Location identification listing:
··········
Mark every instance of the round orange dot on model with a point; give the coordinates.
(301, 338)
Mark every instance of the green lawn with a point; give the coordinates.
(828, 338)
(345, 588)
··········
# [WHAT YOU ARE ASKED TO DO]
Convert each line of the listing above, answers included, into a JSON list of strings, with one string per line and blank lines omitted.

# [EXERCISE RESULT]
[
  "Mark every instance of the round orange dot on model with a point; give the coordinates.",
  "(301, 338)",
  "Mark every instance of the green lawn with a point; give the coordinates.",
  "(828, 338)",
  "(345, 588)"
]